• Work required: Repeat, line for line, the entries printed below.

Data to process: Begin

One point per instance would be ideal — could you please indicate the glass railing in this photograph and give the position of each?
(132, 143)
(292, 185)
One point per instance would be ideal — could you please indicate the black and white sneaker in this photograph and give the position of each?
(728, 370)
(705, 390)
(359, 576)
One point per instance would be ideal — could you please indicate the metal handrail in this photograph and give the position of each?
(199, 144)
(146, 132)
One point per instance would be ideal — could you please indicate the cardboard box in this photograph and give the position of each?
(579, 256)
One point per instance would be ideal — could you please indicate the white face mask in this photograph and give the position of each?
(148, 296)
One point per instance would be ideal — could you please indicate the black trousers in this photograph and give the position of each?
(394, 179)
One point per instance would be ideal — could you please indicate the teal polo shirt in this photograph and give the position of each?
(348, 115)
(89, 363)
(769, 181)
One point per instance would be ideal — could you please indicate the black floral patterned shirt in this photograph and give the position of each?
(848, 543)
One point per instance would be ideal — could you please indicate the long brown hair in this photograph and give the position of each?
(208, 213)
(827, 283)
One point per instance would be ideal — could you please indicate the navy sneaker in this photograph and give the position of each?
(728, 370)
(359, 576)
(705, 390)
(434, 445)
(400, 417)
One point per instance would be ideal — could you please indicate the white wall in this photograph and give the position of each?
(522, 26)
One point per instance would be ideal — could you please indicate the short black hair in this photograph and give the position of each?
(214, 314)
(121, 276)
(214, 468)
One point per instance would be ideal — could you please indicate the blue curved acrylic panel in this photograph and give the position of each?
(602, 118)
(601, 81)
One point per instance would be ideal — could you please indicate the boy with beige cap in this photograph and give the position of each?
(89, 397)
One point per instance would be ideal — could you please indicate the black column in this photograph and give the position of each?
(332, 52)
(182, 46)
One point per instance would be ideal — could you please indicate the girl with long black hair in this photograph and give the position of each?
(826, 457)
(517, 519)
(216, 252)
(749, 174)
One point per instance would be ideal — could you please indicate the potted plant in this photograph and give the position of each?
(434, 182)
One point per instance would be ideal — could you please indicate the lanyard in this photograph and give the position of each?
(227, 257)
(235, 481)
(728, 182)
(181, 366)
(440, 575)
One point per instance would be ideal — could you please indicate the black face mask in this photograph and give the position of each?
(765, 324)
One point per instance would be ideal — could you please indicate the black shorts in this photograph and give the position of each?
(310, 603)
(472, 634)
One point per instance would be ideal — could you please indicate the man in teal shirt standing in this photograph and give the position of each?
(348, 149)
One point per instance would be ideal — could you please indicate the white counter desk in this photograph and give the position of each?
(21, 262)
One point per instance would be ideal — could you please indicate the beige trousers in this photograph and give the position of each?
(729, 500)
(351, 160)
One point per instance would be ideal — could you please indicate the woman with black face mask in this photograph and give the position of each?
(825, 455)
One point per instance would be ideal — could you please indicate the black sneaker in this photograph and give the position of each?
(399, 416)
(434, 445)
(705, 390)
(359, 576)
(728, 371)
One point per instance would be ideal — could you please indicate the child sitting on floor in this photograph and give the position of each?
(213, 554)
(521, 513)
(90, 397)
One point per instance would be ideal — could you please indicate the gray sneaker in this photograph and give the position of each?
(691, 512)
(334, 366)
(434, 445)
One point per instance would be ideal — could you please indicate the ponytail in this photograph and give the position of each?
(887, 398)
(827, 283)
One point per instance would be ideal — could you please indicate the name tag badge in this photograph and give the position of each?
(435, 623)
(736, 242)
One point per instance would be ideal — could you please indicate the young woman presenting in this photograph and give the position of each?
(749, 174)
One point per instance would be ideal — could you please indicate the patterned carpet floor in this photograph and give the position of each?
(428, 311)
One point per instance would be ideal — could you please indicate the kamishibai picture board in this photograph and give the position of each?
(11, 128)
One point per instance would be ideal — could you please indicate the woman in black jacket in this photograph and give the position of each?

Data to process: End

• Answer to this task:
One point per instance would be ideal — could you please indicate the glass railing in this photograph and give the position of each?
(132, 143)
(292, 185)
One point per instance would be ideal — could you please indicate the black and white sneaker in this photograph and give the position of each?
(728, 370)
(705, 390)
(359, 576)
One point per instance would be ideal — could you please indicate the metal handrail in this photograph and give the position of each?
(199, 144)
(146, 132)
One point per instance would be ideal — could you please indicate the cardboard box in this photograph and give the position of each?
(579, 256)
One point per instance would be ideal — could you please indicate the white face mask in this photograph and give the position of each?
(148, 296)
One point per instance would be ideal — could you please indicate the black trousers in this photograph and give the position of each?
(394, 179)
One point per instance would be ideal — could you please indicate the teal polo shirt in this photograph and give the position of each?
(348, 115)
(89, 363)
(769, 181)
One point per instance would be ideal — could you please indicate the black floral patterned shirt in this photograph and give the position of each?
(848, 543)
One point per instance would be ideal — could you please indicate the long brown hair in this photograph and give the position of each?
(208, 213)
(827, 283)
One point per instance would be ideal — could you please indicate the navy sneaker in this photograph and give the position of each?
(728, 370)
(359, 576)
(705, 390)
(434, 445)
(400, 417)
One point per instance would be ideal — could you please indicate the white wall in this photograph and give the position of each?
(522, 26)
One point per instance would be ideal — could you please indicate the short black hair in this photograph and give the position of each?
(214, 314)
(121, 276)
(214, 468)
One point per instance would be ideal — could you please indicate the blue curved acrylic panel in this photograph and give the position of each?
(602, 118)
(601, 81)
One point per instance would be ideal — could you please indicate the boy with beige cap in this photograph and give the position of each?
(89, 397)
One point per instance would be ideal — could you please indicate the black column in this photograph and give the position of each?
(332, 52)
(182, 46)
One point per instance would be ideal — could you please indicate the girl with long black hair in this photograph and give the position of each?
(826, 457)
(517, 519)
(216, 252)
(749, 174)
One point per instance would be ideal — could you please indicate the potted plant in this photograph and give the position of each?
(434, 182)
One point per instance would be ideal — could you please indicate the lanyard in this photograph and give the position of each?
(227, 257)
(235, 481)
(728, 182)
(181, 366)
(440, 575)
One point per instance would be ideal — could you please indicate the black face mask in this photograph and give the position of each?
(765, 324)
One point per instance would be ideal — could you please indicate the black shorts in this photograph and give the position of each?
(310, 603)
(472, 634)
One point per instance would be ideal — could you please indicate the man in teal shirt standing in this photograph and give the position of each?
(348, 149)
One point per instance would be ideal — could you please indicate the white counter desk in this photograph and give the position of each?
(21, 262)
One point per instance would be ideal — could you please indicate the beige trousers in this photograph and give the position of each?
(729, 500)
(351, 160)
One point per instance would be ideal — could you please indicate the woman with black face mask in this photograph and give the position of each?
(825, 455)
One point per instance would be ideal — could you please indicate the black sneaker in this photograph and give the position of each?
(399, 416)
(434, 445)
(705, 390)
(359, 576)
(728, 371)
One point per instance would be ideal — could you please indicate the child sitting on floor in this photograph and give the position of each?
(213, 554)
(521, 513)
(90, 397)
One point per instance would be ideal — could you please indicate the gray sneaker in this photograph and give the position of each?
(691, 512)
(334, 366)
(434, 445)
One point per instance would be ideal — could you please indicate the ponytail in this photograph and give the position of each?
(887, 398)
(827, 283)
One point per instance would be ideal — could you please indicate the name tag badge in this photograph and give the position of each?
(435, 623)
(736, 242)
One point per instance would be ideal — could you please indicate the young woman presenting in this photograph and give the position of each?
(749, 174)
One point per instance would be ideal — could you please indicate the patterned carpet floor in this photograph and give the position of each?
(428, 311)
One point per instance would be ideal — could you please indicate the kamishibai picture board in this photograph and give the position of each?
(11, 128)
One point per instance would be ideal — could you please indicate the woman in black jacket in this photograph and give the position of each?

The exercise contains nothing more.